WHAT YOU ARE ASKED TO DO> According to the author interview, which award's YA section does the reviewer say Amy has been overlooked for?

PAGE>
+ + + + + + +
Although all three novels are unique experiences, Amy excels in creating strong believable teenage female characters, brooding horror in familiar family settings with freaky supernatural riffs, a combination which is perfect for captivating teenage readers.

Ginger Nuts of Horror has been a fan of Amy for a while and our reviews of her two previous novels can be found behind the links below. When we reviewed her debut novel we wrote “there is a new kid on the block in the world of YA horror.” How right we were…

Daughters unto Devils:
Woman in the Walls:

I have been involved professionally with YA literature for over two decades and have a lifelong interest in horror, and in all those years I can think of very few YA authors who have written three such vividly strong YA horror novels in succession to begin their career. This is one of the reasons I am very surprised Amy has been overlooked thus far for the YA section of the prestigious Bram Stoker Award which is presented annually by the Horror Writer’s Association? I have read virtually all short-listed books over the last few years, and sure there are some good books featured, but I see the omission of Amy as a major oversight from the HWA. Let’s hope they do not make the same mistake again and “The Ravenous” gets the nomination a novel of its quality richly deserves.

Onto the interview.

GNoH: Family, or family/parental issues, are an interconnecting theme in all three of your novels. What’s your fascination with what goes on behind the curtains?

Amy: I've always been intrigued by stories that delve into family relationships; between siblings, between parents, between grandparents. I just think those dynamics are well worth exploring in fiction, and my characters always become more complex and interesting when I tap into the emotions they have surrounding their family members. 

GNoH: Although all three novels are obviously for teens, they are only a small step away from fully fledged adult horror fiction, is this something we can expect from you in the future?

Amy: I absolutely plan on breaking into the adult market eventually! I'm working on my first adult horror now and I'm very excited to see what becomes of it.
+ + + + + + +
EXCERPTED RECORDS>

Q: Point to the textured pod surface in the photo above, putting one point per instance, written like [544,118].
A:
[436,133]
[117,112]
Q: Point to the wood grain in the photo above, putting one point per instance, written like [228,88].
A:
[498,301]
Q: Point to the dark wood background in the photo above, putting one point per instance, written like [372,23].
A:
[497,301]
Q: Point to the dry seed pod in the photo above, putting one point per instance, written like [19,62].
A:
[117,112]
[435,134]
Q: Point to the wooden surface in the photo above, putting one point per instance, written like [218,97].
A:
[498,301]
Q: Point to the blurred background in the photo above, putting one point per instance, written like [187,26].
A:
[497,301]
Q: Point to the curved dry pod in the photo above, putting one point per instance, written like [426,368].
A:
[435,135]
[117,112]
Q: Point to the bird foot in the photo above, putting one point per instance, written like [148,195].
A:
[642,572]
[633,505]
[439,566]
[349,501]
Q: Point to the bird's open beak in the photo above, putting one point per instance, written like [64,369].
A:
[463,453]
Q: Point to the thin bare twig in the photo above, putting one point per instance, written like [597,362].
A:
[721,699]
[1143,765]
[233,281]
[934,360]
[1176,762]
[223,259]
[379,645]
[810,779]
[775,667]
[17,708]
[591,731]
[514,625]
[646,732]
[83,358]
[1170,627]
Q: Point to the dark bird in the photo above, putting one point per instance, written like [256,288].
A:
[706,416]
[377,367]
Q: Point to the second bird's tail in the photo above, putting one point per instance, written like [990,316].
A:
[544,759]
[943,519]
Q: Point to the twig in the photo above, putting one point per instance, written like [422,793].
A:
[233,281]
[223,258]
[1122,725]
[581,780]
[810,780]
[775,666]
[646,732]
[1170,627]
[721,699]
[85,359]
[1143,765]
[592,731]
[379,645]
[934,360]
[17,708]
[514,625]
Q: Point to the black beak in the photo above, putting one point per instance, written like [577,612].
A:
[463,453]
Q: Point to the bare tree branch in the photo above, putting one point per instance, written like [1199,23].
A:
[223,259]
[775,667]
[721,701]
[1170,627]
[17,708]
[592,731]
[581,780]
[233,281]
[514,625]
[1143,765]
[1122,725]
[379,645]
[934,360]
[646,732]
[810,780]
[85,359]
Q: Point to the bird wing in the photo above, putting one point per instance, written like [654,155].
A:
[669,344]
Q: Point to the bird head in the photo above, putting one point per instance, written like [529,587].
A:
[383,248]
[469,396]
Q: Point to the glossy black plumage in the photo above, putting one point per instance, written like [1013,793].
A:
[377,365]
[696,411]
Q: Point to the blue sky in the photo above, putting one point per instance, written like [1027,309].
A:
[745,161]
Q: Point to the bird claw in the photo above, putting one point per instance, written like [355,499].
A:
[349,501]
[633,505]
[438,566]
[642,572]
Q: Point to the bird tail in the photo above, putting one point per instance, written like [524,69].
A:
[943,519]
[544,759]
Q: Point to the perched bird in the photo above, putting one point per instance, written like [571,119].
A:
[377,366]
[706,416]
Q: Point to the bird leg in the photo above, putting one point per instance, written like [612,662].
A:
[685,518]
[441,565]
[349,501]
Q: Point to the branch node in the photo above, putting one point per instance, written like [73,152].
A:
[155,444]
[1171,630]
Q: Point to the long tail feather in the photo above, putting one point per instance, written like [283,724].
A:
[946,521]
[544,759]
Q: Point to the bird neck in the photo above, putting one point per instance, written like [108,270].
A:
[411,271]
+ + + + + + +
SOLUTION TO THIS PROBLEM> The Bram Stoker Award, presented annually by the Horror Writer's Association.